• _ЦЕЛЬ ЗАДАНИЯ_:
Напишите продолжение приведенного ниже отрывка о порядках на лагпункте. Начните сразу после его последнего предложения.

• _ФРАГМЕНТ ДОКУМЕНТА_:
Нарядчик получил туфли несколько раньше, ещё до представления Человского начальнику КВЧ.
— Если не подойдут по ноге — принесу обратно, ведь они мне не нужны, сам понимаешь! — сказал он, беря туфли и засовывая их в карман «москвички».
Очевидно, туфли подошли — обратно он их не принёс. А на другой день, как бы вскользь поинтересовался, не знает ли Человский, у кого есть приличные и обязательно хромовые сапоги.
— Очень нужны коменданту лагпункта. Сам должен понимать, что он — сила. И, кстати, он очень обязательный человек, никогда не забывает об уважении к нему.
Сапоги у Человского были, но он послушал моего совета, ещё в вагоне передал их мне на сохранение. А чтобы не выглядеть особо богатым, он ещё в дороге часть своих вещей отдал Каплеру и Рабиновичу — тоже на сохранение.
Не исключено, что может показаться надуманным и недостаточно убедительным рассказанное мною о порядках и нравах этого лагпункта. Мне и самому как-то не верилось, что могут так опуститься люди, но собы гия ближайших дней убедили не только в действительности происходящего, но и во многом более страшном, но об этом насколько позже будет сказано немало.
Я записался в бригаду моряка Берестецкого. В неё же записались Каплер, Человский, Рабинович, секретарь МК, Назимов с Мустафой.

• _ИСХОДНЫЕ ДАННЫЕ_:
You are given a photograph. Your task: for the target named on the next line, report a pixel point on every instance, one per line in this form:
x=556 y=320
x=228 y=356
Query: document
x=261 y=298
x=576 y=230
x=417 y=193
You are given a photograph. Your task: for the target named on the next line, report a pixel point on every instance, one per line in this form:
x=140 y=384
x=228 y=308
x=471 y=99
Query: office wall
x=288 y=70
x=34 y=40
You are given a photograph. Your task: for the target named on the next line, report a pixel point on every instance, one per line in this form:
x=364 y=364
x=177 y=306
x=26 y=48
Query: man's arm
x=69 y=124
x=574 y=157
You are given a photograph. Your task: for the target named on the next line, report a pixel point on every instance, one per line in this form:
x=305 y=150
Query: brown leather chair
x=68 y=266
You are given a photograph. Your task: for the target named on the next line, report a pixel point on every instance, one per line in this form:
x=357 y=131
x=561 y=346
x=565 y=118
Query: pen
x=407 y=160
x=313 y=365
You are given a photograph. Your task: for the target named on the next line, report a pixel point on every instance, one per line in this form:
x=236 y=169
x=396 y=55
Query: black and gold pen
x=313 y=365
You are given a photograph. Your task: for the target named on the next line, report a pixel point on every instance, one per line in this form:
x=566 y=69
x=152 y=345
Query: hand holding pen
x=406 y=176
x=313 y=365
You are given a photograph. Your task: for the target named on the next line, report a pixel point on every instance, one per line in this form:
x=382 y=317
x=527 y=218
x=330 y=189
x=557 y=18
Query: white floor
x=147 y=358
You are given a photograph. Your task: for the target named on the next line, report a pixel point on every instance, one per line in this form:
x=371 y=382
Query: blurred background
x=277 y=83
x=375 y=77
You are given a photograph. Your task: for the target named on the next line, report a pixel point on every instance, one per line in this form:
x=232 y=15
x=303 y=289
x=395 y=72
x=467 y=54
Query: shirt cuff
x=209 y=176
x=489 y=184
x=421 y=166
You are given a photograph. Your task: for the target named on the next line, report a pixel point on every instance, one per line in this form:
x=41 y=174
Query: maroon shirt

• _ПИСЬМЕННЫЙ ОТВЕТ_:
Берестецкий нам понравился, как говорится, по всем статьям. Высокий, стройный, с длинными пушистыми усами, с улыбающимся лицом, в хорошо подогнанном морском кителе, он как-то выделялся среди остальных и чем-то неуловимо притягивал к себе. Это не поддавалось чёткому определению, но какое-то подсознательное чувство говорило, что этот человек не обидит и сможет постоять за себя и нас, доверившихся ему.
На следующий день нарядчик объявил, что нашим бригадиром будет Каплер, а не Берестецкий, таково, мол, решение большого начальства.
Конечно, дело было совсем не в начальстве. Каплер «отдал» нарядчику костюмные брюки взамен брюк лагерных, правда, ещё неношенных, первого срока, прямо из каптёрки. Безусловно, обмен был далеко неравнозначными вещами, а потому в придачу к лагерным брюкам Каплеру было «пожаловано» бригадирство. А нашему морячку, оказывается, «менять» и «давать» было нечего, разве только свою тельняшку.
Вряд ли Каплер, меняясь с нарядчиком, имел в виду бригадирство. Сделал это только потому, что, имея опыт воркутинских лагерей, понимал, что костюмные брюки всё равно рано или поздно от него уйдут, а в лагерных — даже удобнее.
…Дни стоят погожие — приближается середина августа — начало и конец интинского лета. Каждый день выводят на работу.
Солнце не заходит и большим красным шаром плывёт по горизонту, не забираясь высоко в небо. Чуть ли не ежеминутно, с разбросанными по нему облачками, меняет свою окраску. Мы не обращаем на это особого внимания, а Человский восторгается и захлёбывается от охватывающего его душу восхищения. И это вполне понятно — у него более чем у нас развито художественное чутьё. Он чувствует красоту более глубоко и более тонко, чем мы.
— Я такого ещё никогда в жизни не видел! Боже, как же это красиво!
И нам казалось, что мы такой красоты тоже не видели, что действительно это непередаваемо и чудесно.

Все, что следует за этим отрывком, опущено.